Short task — Rescale the lines of the listing starting at the one containing "query: the noun phrase to segment: rocky" and ending at its final line, writing every line out again in full. Multiply each outline coordinate by 2.45 and round to the nearest whole number, with halves rounded up, but leave the other lines' wording and numbers as they are.

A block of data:
— Begin —
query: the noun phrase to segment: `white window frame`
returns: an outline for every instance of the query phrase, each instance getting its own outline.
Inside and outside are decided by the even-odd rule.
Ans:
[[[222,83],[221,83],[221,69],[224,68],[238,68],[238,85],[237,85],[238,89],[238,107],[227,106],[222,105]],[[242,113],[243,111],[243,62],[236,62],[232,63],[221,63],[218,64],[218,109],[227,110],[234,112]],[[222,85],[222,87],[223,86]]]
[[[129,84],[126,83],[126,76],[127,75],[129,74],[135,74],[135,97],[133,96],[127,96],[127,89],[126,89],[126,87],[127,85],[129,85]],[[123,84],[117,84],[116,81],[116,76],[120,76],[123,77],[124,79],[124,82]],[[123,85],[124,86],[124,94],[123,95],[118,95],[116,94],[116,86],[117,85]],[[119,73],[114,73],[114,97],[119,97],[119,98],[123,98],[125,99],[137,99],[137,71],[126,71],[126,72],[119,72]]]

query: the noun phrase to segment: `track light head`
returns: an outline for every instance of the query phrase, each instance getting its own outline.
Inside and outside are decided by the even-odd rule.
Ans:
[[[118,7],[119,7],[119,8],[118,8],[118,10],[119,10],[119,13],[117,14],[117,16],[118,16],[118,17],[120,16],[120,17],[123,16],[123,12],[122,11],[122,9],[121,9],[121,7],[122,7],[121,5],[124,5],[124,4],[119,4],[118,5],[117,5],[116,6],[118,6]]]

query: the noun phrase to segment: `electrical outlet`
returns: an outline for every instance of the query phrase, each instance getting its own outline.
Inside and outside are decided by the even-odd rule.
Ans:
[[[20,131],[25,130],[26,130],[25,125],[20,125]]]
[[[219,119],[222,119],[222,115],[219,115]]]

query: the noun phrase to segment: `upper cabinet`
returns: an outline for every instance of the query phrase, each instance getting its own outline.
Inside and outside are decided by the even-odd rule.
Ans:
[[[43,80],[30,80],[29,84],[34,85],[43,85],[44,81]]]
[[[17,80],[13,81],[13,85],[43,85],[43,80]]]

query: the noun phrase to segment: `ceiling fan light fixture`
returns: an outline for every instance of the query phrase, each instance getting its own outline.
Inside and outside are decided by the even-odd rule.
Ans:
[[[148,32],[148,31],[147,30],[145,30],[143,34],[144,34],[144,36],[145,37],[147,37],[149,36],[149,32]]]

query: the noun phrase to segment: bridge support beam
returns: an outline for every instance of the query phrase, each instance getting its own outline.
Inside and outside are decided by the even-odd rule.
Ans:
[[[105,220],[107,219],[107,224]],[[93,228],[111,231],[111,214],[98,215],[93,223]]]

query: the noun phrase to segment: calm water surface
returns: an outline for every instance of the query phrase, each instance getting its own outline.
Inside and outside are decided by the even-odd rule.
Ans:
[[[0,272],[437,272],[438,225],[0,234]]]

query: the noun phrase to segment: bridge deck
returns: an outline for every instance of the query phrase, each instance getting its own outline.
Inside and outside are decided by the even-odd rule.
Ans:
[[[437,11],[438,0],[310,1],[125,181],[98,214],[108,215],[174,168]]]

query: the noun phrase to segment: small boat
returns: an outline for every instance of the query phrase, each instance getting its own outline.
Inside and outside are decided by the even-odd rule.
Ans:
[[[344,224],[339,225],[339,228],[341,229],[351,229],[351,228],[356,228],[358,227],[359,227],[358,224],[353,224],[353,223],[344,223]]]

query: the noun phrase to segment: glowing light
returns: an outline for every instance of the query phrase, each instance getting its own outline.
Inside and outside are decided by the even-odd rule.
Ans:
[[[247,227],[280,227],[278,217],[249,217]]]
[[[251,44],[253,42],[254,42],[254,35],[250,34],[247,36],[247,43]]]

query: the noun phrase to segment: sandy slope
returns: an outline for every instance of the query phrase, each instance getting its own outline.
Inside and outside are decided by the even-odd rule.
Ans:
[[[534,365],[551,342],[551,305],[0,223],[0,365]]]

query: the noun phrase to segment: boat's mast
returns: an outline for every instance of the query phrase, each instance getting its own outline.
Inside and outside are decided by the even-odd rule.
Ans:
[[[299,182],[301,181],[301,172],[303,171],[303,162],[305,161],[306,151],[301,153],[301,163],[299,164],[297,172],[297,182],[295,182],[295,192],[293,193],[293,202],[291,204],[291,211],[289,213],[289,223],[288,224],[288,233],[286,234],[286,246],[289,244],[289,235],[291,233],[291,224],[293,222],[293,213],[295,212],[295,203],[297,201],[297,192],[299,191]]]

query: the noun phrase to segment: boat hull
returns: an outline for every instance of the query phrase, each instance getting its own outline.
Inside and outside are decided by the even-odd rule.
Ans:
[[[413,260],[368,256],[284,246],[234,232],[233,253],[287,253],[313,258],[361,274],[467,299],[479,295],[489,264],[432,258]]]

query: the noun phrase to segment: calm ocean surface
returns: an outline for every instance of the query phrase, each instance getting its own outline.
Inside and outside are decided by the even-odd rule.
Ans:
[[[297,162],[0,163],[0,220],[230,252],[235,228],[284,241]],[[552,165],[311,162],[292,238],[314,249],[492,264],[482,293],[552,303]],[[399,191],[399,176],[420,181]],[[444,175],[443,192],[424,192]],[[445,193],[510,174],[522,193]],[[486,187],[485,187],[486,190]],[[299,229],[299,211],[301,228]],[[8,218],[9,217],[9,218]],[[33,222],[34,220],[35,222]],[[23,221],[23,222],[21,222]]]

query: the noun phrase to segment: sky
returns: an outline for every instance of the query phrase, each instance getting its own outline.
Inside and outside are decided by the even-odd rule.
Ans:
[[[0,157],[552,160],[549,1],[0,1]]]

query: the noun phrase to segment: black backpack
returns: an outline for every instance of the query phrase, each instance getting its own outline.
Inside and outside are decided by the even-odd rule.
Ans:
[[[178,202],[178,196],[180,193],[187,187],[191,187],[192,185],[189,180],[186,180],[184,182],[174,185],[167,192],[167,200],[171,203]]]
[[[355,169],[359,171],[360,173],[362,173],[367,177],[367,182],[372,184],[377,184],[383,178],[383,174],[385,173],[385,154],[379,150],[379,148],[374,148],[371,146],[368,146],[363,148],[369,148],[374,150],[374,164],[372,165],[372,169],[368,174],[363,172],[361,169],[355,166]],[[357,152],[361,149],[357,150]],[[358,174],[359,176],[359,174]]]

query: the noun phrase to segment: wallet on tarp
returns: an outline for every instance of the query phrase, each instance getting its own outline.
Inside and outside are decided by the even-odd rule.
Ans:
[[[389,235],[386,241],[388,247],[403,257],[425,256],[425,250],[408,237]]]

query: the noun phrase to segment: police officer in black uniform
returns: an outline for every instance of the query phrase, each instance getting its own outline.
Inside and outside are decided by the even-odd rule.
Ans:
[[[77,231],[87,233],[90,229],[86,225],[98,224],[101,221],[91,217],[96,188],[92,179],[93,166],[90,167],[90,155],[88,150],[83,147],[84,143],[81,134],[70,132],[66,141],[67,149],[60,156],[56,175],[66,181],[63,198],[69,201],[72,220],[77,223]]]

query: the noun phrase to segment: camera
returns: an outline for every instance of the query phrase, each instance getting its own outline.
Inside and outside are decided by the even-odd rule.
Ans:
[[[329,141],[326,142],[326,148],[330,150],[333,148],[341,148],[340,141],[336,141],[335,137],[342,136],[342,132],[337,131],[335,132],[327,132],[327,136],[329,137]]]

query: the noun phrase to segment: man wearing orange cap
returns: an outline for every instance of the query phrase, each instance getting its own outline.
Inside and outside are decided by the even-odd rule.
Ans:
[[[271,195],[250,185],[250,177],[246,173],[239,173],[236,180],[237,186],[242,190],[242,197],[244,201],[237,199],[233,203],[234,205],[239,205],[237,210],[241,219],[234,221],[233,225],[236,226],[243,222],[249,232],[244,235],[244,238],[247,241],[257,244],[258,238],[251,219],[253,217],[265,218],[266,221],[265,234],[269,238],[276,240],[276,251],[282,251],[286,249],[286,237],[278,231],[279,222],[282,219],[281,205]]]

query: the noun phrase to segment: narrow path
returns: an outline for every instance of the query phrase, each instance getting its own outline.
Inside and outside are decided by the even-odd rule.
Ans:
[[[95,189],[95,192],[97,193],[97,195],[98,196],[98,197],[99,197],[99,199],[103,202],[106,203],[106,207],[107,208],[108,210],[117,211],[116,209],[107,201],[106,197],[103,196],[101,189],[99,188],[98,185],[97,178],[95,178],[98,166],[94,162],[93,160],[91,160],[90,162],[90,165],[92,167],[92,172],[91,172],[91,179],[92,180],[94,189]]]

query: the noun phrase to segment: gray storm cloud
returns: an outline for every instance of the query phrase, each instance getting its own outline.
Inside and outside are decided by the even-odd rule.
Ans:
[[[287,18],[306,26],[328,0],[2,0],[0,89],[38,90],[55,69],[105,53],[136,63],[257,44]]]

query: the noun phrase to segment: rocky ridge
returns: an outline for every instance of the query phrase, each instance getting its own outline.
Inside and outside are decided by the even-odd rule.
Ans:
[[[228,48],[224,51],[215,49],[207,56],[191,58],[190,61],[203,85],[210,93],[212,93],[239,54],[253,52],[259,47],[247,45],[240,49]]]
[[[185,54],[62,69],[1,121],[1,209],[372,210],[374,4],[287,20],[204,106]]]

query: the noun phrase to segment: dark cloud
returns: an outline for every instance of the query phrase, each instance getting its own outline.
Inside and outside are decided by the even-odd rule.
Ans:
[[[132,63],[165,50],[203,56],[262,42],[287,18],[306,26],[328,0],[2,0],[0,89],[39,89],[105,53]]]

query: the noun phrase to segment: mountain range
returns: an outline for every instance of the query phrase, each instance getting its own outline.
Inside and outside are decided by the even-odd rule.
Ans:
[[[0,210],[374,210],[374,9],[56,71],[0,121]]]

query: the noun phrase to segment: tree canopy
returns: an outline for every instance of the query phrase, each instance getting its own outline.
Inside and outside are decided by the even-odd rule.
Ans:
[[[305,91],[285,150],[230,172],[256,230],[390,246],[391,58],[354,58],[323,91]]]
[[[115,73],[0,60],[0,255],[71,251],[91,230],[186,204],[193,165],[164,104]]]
— End —
Answer to the exercise —
query: the noun phrase to segment: rocky ridge
returns: an outline for every instance of the query phrase, each instance getting its own outline.
Inside and outside are decided by the even-odd rule.
Ans:
[[[559,118],[549,125],[527,120],[507,137],[468,142],[466,149],[497,208],[515,228],[519,228],[586,132],[620,127],[635,115],[605,110],[588,120]]]
[[[453,132],[152,169],[2,296],[2,512],[911,515],[916,10],[703,49],[500,260]]]

query: the noun phrase to segment: dark cloud
returns: an outline for every instance of the query phrase, each instance getting its own outline.
Inside and outside are decided by the even-odd rule.
Ans:
[[[323,154],[404,123],[497,137],[642,103],[703,44],[750,64],[804,0],[5,0],[0,218],[96,218],[257,130]]]

query: the noun phrase to segment: mountain range
returns: an outline for every instance of the query phrase, each instance getting its own outline.
Inside and outside are decided by the even-odd rule.
Ans:
[[[0,515],[916,515],[916,22],[137,174],[0,296]]]

query: the noun phrase to segment: tree canopy
returns: an outline for every instance of the query phrase, each instance getting its own outline.
Inside and outside are decided by the even-odd rule.
Ans:
[[[747,223],[698,368],[564,421],[627,564],[956,603],[958,142],[867,142],[791,223]]]
[[[282,179],[0,147],[0,625],[174,615],[223,564],[456,500],[473,404],[402,255]]]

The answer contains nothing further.